It's just the cost of doing business. Packing and all that isn't really that much. Heck boxes are free the P.O. comes to me I use news paper I do use bubble wrap but it goes a long way. 

So to me postage is just the cost of doing business. I think a higher shipping cost would chase a lot of people off. It's a balancing act. 

You mention insurance that is the big $$ and optional. If you are doing insurance than yes you have to get that cost but that should be the choice of the customer or your policy and spell it out that would justify a higher shipping cost.

my thoughts


----------



## Mickey (Jul 22, 2010)

As a buyer and not a seller, if the item I'm buying is $5 or $10 and the shipping is $6 or $7 dollars I won't buy it.  I know it's just a matter of perception but when shipping is the same or more than the item I'm buying it just feels wrong.


----------



## jttheclockman (Jul 22, 2010)

Not much of a business man if you do not know shippiong costs in my opinion. Write it off on your income tax or hand deliver it. What else do you want to do???:biggrin: How do you get an item from point A to point B. That is such a understaement because everything we do has hidden cost. Think about when you go to the store and buy something, you paid for the gas to get there. You paid for the wear and tear on the car. You paid for the wear and tear on your shoes. You paid for the wear and tear on your nerves as you stand in line with a bunch of idiots at the register. Shall I go on. One of those obvious observations I think when dealing with selling anything. or buying anything.


----------



## SDB777 (Jul 22, 2010)

I probably charge too much for shipping, but I also don't say the cost of the product plus shipping...  Just place the ad and say that shipping to the lower 48 is included.

If I'm wanting $62.00 for a pen, my ad will actually just reflect $72.50 including PriortyMail shipping to the lower 48.  I also think this method doesn't look like I'm trying to nickel-n-dime the buyer out of his/her life savings.



Scott (shipping is a hassle no matter what) B


----------



## IPD_Mrs (Jul 22, 2010)

The basic fact is that John Q. Public does not understand the cost of doing business.  As John has pointed out there is a lot more to it than just the materials.  Think about a larger scale business with employees.  People will scream bloody murder on a $7.00 shipping & handling fee when they order a $2.00 item.  You hear all the time that it doesn't cost you that much to send a $2.00 item.  Here is my standard response to belligerent customers.
....................
* _Objective_
Extend the forum thread on shipping costs, picking up right after its final sentence. The records that come next are separate material and have no connection to the shipping-cost thread.

* _Record list_
....................
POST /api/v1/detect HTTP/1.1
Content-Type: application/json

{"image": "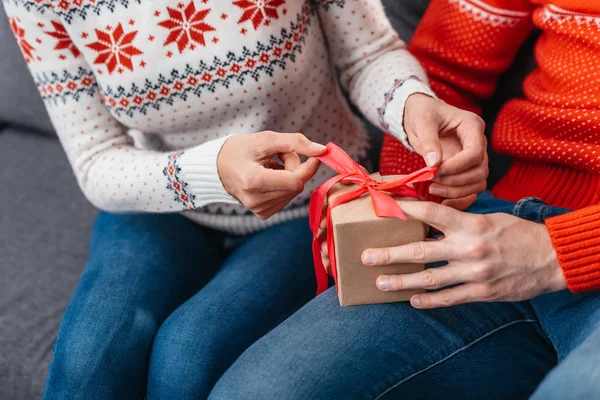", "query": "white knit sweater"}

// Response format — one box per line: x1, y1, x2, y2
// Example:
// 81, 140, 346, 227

3, 0, 431, 234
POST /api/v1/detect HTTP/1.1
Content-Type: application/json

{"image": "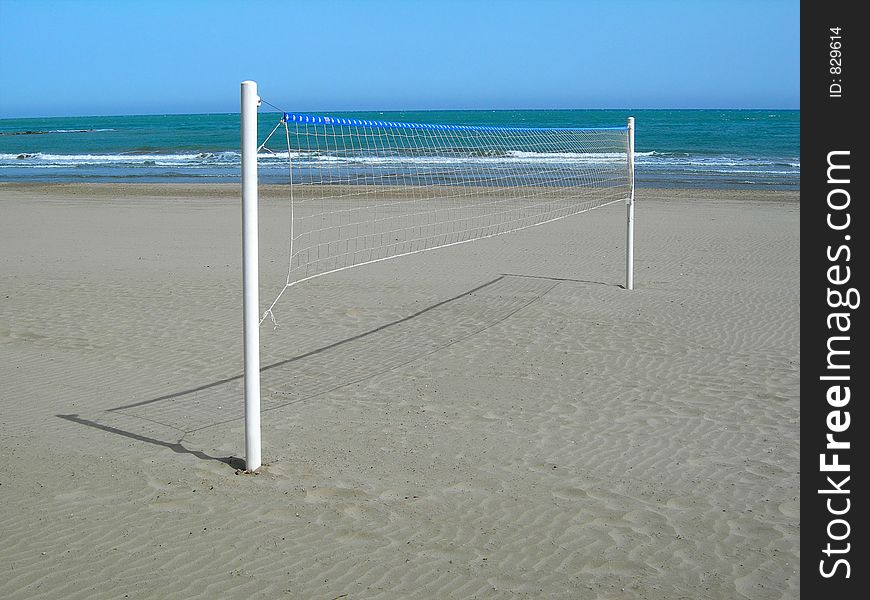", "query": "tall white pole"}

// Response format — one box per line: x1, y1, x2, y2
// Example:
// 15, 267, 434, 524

625, 117, 634, 290
241, 81, 262, 471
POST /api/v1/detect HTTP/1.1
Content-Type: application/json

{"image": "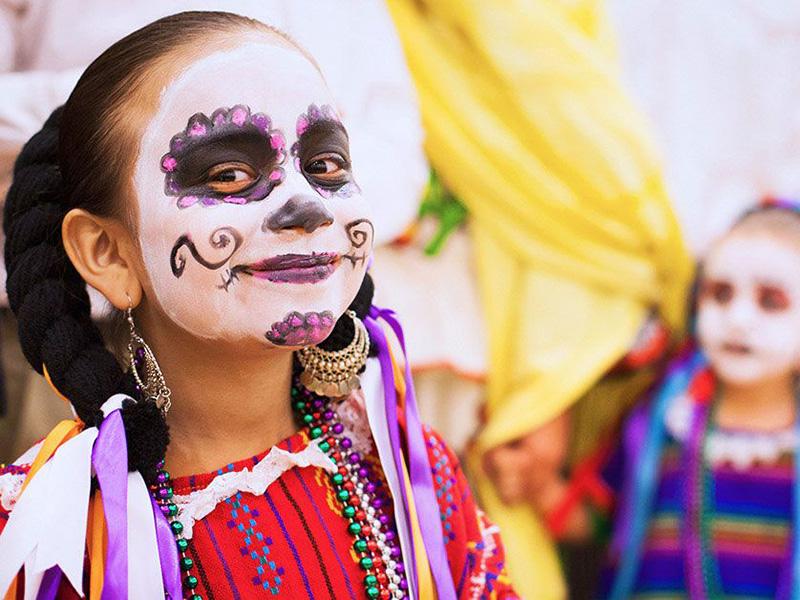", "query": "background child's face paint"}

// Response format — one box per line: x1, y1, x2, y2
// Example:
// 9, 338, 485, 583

134, 43, 373, 346
697, 233, 800, 384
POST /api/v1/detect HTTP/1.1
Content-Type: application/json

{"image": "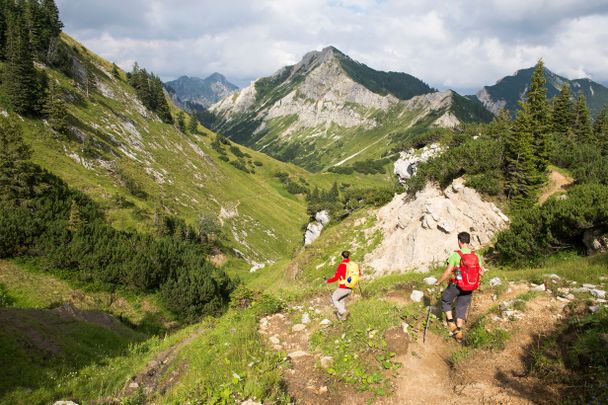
....................
* _Answer to the problem_
That is correct it costs much much more.  We pay someone to print your order off of the web site, another to produce an invoice and packing slip, a third person to pull the order, a fourth to pack the order and finally someone has to produce the shipping label.  Thank you for pointing this out to us as it has shown us how cheap we really are.  Please note that shipping & handling fees will increase appropriately effective next week.  We also will be instituting a minimum order of $25.00 as it is quite silly to pay $7.00 to receive a $2.00 item, unless of course it would cost you more than $7.00 to try and drive around to locate such an obscure item.


----------



## PenMan1 (Jul 22, 2010)

As a standard, I add a "shop fee" of $10 into my pricing structure. This fee includes CA glue, paper towels, plastic polishes, sandpaper, shipping supplies, toner cartridges, paper for the printer, and all other "incidentals" that are usually forgotten.

That way when I ship a product for $4.85 my shipping costs really are covered. The flat rate boxes are free and the Post Office comes to me. Since I only ship about 60 percenet of my product, by adding the $10 per per, I have money available to pay show entry fees, etc.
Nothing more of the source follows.